PROVIDED TEXT:
+-------+
A short course in their (misunderstood) meaning

by Cliff Bostock
(Originally published in the "Paradigms" column of Creative Loafing, Atlanta, Jan. 31, 1998)

My column last week provoked several e-mails from people curious about my "read" on Carl Jung's theory of archetypes. Since it is so central to his psychology -- and so central to much of what has been appropriated from it by the New Age -- I thought it might be worthwhile to outline some of Jung's concepts here.

In last week's column, writing about David Tacey's book "Remaking Men," I noted his criticism of the way archetypes in contemporary understanding have become literalized and fixed. In the men's movement, for example, the "archetype of the warrior," the man from Mars, has become fixed as a masculine ideal.

Far from representing a true archetype, such characterization is a gender stereotype that isn't so much "recovered" as re-imposed to perpetuate patriarchal values.

What did Jung actually mean by the "archetype"? It is true that part of the confusion arises in his own writing. He developed the idea over time, at first calling the archetype a "primordial image," which seemed to imply a particular content. As he elaborated the idea, though, he made it clear that he did not mean a particular fixed content but a potential pattern of behavior that arises in the "collective unconscious."

Jung posited the existence of this collective unconscious after his break from his mentor, Freud. Freud's notion of the unconscious was limited to repressed memories and forgotten experiences. In other words, in his view, the conscious precedes the unconscious. What occupies the unconscious is only material repressed from the personal conscious.

In Jung's view, though, the unconscious precedes the conscious because, he argues, beneath the personal unconscious is the larger layer of shared human patterns, the archetypes, contained in the collective unconscious. He developed this theory, contrary to the usual criticism, on the basis of empirical evidence. Studying the dreams of individuals and the art and mythology of numerous societies, he found the repetition of themes and, yes, images over thousands of years across cultures.

Because his theories have become so literalized in their New Age understanding, Jung has been attacked as unscientific. In fact, there is nothing at all unscientific about his theory. It is completely compatible with biological science, which observes that most organisms are born with a predisposition to respond to the environment in a certain way. A bird builds its nest instinctively. A mother, gazing upon her infant the first time, is flooded with love. These are archetypal patterns. Where we locate the "psyche" -- as a biological or metaphysical structure -- is irrelevant in this particular consideration.
+-------+
SOURCE INFORMATION:

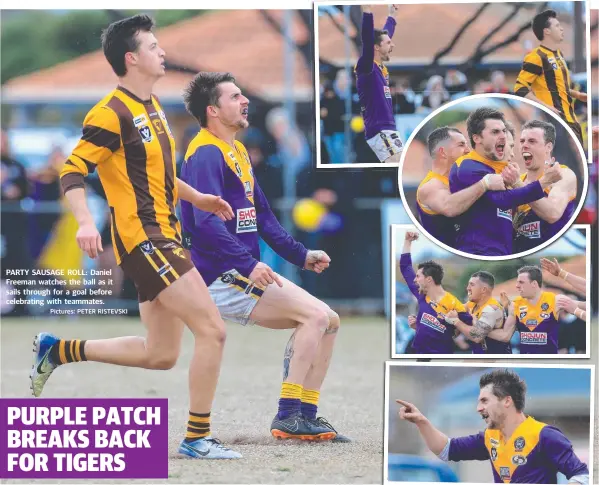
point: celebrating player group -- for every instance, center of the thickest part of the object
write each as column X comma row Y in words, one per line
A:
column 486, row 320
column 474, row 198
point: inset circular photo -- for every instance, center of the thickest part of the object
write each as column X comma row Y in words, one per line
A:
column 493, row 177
+-------+
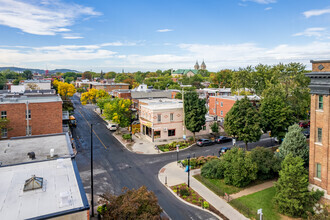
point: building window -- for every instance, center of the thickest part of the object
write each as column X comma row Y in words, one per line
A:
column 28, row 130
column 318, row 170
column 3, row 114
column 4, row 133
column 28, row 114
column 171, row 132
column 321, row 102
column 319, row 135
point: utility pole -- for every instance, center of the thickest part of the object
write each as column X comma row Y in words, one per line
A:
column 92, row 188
+-------+
PROBLEMS TO SOLVE:
1. In the Jung column, what was Freud's notion of the unconscious limited to?
2. Output the part of the Jung column between "A short course" and "Jan. 31, 1998)", inclusive.
The records have nothing to do with the Jung column.

YOUR RESPONSES:
1. Repressed memories and forgotten experiences.

2.
A short course in their (misunderstood) meaning

by Cliff Bostock
(Originally published in the "Paradigms" column of Creative Loafing, Atlanta, Jan. 31, 1998)